■ Text block
In [193]:
import os
import torch
from torch import nn
from torchvision.io import read_image
from torch.utils.data import Dataset, DataLoader
import matplotlib.pyplot as plt
import pandas as pd
from sklearn.metrics import confusion_matrix
%matplotlib notebook

In [194]:
class SubMNIST(Dataset):
    def __init__(self, root, transform=None, target_transform=None):
        self.root = root
        self.transform = transform
        self.target_transform = target_transform
        self.__load_data(self.root)
        if self.transform:
            self.data = self.transform(self.data)
        if self.target_transform:
            self.label = self.target_transform(self.label)
        
    def __len__(self):
        return len(self.data)
        
    def __getitem__(self, idx):
        return self.data[idx], self.label[idx]
        
    def __load_data(self, root):
        tree = os.walk(root)
        next(tree)

■ Listed entries

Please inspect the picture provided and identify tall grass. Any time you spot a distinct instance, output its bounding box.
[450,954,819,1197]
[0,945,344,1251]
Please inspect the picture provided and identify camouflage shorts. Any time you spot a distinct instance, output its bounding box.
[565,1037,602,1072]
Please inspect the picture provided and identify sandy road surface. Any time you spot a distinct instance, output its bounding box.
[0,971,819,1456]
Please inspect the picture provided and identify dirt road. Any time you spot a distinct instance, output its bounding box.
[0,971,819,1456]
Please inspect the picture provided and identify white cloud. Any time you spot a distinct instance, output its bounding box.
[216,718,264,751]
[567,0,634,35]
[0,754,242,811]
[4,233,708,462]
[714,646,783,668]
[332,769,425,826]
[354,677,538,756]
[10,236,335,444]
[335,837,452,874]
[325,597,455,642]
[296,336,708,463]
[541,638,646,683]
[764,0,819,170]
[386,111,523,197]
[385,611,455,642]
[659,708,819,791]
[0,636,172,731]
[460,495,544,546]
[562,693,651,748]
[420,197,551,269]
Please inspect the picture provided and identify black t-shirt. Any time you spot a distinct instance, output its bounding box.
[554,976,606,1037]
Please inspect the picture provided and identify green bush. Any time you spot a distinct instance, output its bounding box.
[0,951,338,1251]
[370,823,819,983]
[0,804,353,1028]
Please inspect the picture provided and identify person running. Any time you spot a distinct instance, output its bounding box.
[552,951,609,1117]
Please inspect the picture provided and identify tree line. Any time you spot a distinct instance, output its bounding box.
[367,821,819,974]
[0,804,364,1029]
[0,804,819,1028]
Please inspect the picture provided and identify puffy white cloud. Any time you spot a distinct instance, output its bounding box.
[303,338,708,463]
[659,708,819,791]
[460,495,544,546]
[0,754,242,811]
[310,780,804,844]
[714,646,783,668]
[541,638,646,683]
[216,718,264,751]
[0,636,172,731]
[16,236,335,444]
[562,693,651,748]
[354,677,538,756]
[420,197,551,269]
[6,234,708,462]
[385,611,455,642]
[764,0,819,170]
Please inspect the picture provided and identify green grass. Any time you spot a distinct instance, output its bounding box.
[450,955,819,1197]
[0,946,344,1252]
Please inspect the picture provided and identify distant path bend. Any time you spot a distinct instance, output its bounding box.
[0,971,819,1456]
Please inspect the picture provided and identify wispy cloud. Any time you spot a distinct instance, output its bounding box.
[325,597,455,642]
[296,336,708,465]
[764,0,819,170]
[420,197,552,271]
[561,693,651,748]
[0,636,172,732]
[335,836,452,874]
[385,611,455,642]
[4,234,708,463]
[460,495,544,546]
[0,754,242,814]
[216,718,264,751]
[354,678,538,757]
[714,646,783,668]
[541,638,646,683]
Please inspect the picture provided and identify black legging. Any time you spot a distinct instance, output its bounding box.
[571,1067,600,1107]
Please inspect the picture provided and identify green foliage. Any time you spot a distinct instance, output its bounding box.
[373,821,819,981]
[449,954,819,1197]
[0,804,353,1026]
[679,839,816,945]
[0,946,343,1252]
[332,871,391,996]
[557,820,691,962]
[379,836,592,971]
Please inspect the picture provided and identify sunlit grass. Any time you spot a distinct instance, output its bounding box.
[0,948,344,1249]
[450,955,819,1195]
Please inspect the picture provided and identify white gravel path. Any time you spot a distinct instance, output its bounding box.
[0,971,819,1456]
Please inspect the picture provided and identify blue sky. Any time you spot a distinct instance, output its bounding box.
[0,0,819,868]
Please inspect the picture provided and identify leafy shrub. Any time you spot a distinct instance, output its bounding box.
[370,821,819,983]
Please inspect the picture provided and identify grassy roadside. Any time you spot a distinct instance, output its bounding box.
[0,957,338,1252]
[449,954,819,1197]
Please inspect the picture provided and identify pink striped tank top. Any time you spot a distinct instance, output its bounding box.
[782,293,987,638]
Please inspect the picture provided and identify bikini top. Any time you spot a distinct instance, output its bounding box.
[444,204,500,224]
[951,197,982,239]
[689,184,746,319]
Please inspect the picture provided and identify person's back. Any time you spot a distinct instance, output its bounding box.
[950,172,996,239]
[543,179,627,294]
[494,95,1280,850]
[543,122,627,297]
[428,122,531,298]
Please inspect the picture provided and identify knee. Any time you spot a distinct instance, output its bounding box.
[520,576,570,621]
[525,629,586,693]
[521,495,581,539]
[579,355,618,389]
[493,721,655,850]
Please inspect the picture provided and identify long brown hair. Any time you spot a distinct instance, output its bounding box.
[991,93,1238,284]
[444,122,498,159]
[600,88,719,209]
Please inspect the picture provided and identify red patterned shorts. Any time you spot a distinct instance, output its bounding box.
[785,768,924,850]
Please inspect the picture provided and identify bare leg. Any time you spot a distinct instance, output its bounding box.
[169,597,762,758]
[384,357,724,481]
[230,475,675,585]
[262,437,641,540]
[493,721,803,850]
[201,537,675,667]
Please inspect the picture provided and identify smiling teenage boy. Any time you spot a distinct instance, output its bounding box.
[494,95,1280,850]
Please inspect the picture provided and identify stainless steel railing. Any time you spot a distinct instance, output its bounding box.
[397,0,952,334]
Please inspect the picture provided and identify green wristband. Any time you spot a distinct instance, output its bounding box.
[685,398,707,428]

■ Challenge 1
In the notebook code, which class does SubMNIST inherit from?
■ Challenge 2
Decide whether each statement agrees with the notebook code. Answer yes or no and quote the words that settle it.
(a) The __len__ method of SubMNIST returns the length of self.label.
(b) confusion_matrix is imported from sklearn.metrics.
(c) In __init__, target_transform is applied to self.data.
■ Challenge 3
Write the next lines of the notebook code, picking up right after its final line.

■ Exercise answer 1
SubMNIST inherits from Dataset.

■ Exercise answer 2
(a) No: "return len(self.data)"
(b) Yes: "from sklearn.metrics import confusion_matrix"
(c) No: "self.label = self.target_transform(self.label)"

■ Exercise answer 3
        self.data, self.label = [], []
        for dirpath, dirnames, filenames in tree:
            os.chdir(dirpath)
            self.data += [read_image(filename)/255 for filename in filenames]
            self.label += [int(os.path.relpath(dirpath, root))] * len(filenames)

In [195]:
%%time
training_data = SubMNIST(
    '/home/akash/Desktop/Documents/sem6/cs671/assignment_2/Group_8/train'
)
validation_data = SubMNIST(
    '/home/akash/Desktop/Documents/sem6/cs671/assignment_2/Group_8/val'
)
test_data = SubMNIST(
    '/home/akash/Desktop/Documents/sem6/cs671/assignment_2/Group_8/test'
)

CPU times: user 2.1 s, sys: 969 ms, total: 3.07 s
Wall time: 4.4 s


In [196]:
device = 'cuda' if torch.cuda.is_available() else 'cpu'
print(f'Using {device} device')

Using cpu device


In [197]:
class NeuralNetwork(nn.Module):
    def __init__(self):
        super().__init__()
        self.flatten = nn.Flatten()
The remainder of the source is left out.